#### [任務目標]
A: 列出節選文字中用中文引號“ ”標出的全部語句。
B: 根據節選文字,1944年出土的那份咒本是在哪裡發現的?

儘管如此,謝公箋仍不失為宋代成都的一項文創產品。謝公箋至少有一點和薛濤箋一樣,那就是:“其美在色,不在質料也。”

蜀刻紙書:相當拿得出手的饋贈品

“宋世書稱:刻本始於蜀。”這說法是有考古證據的。1944年成都東門外望江樓附近的唐墓中出土了一份“成都府成都縣龍池坊卞家印賣咒本”,內容乃《陀羅尼經咒》,年代約在唐至德二年(757)左右。說明早在八世紀,成都已經流行刻版印刷和紙本印刷品。

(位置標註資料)
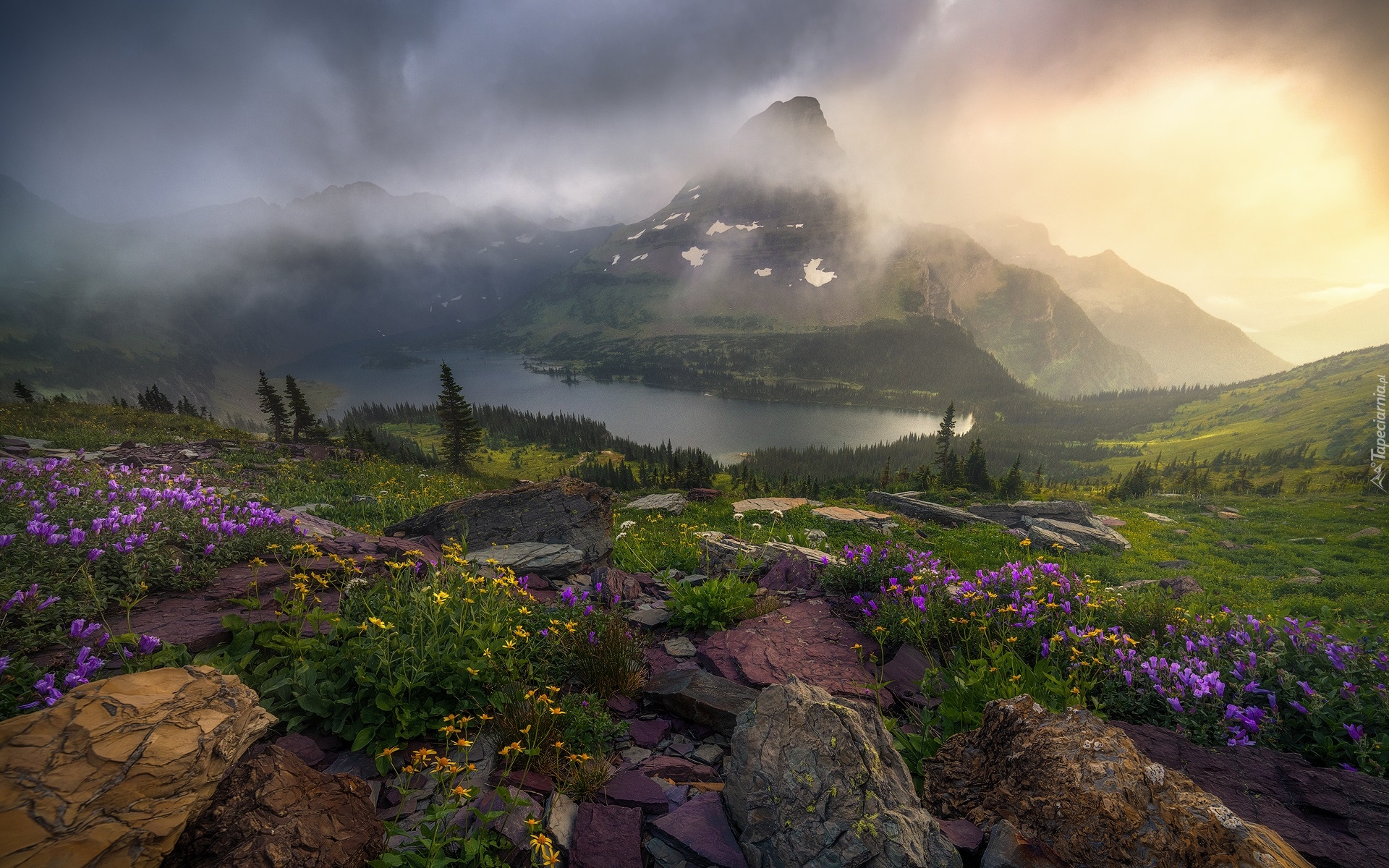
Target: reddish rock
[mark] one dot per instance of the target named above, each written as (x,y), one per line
(606,836)
(649,733)
(678,770)
(906,673)
(700,827)
(632,789)
(963,833)
(789,573)
(803,639)
(274,812)
(623,706)
(1335,818)
(302,746)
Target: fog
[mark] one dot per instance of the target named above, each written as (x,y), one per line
(1215,145)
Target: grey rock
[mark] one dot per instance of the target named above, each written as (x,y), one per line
(546,560)
(709,754)
(649,617)
(700,697)
(561,511)
(924,510)
(681,646)
(670,503)
(815,781)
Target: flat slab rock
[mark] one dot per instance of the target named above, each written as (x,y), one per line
(804,639)
(1335,818)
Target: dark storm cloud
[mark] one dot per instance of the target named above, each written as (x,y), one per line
(124,109)
(142,107)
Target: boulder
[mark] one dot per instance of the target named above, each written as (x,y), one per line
(546,560)
(271,810)
(697,696)
(924,510)
(1180,587)
(817,782)
(670,503)
(1335,818)
(113,771)
(699,828)
(606,836)
(1079,786)
(561,511)
(804,641)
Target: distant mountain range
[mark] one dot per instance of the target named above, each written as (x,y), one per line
(1182,344)
(764,277)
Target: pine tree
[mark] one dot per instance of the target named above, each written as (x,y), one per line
(300,416)
(943,436)
(1010,488)
(462,434)
(977,469)
(274,407)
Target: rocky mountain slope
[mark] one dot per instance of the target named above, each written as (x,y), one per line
(770,239)
(1181,342)
(188,299)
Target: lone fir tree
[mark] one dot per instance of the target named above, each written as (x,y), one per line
(462,434)
(300,417)
(274,407)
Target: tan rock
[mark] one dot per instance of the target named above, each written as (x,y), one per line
(110,774)
(1079,786)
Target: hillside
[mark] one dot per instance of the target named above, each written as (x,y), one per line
(1349,327)
(767,241)
(1181,342)
(200,299)
(1328,406)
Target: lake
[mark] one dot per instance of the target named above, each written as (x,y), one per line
(646,414)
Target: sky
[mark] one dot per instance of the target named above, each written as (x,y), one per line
(1235,149)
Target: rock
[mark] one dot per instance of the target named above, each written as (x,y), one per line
(1180,587)
(697,696)
(649,733)
(681,646)
(353,763)
(678,770)
(709,754)
(904,674)
(271,810)
(767,504)
(964,835)
(1334,817)
(1007,849)
(302,746)
(632,789)
(560,822)
(649,617)
(924,510)
(561,511)
(671,503)
(817,782)
(606,836)
(700,830)
(548,560)
(114,770)
(804,639)
(621,706)
(1079,786)
(635,754)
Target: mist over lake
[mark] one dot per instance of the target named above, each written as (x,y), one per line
(646,414)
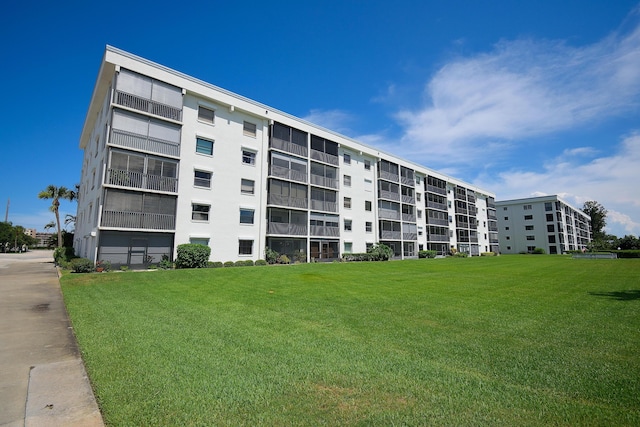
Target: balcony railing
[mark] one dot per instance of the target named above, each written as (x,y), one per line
(324,181)
(141,180)
(392,235)
(151,221)
(320,205)
(287,228)
(293,175)
(324,157)
(292,202)
(144,143)
(436,205)
(437,221)
(437,190)
(389,176)
(319,230)
(148,106)
(289,147)
(388,214)
(385,194)
(409,217)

#### [答案列表]
A:
“其美在色,不在質料也。”
“宋世書稱:刻本始於蜀。”
“成都府成都縣龍池坊卞家印賣咒本”

B: 在成都東門外望江樓附近的唐墓中。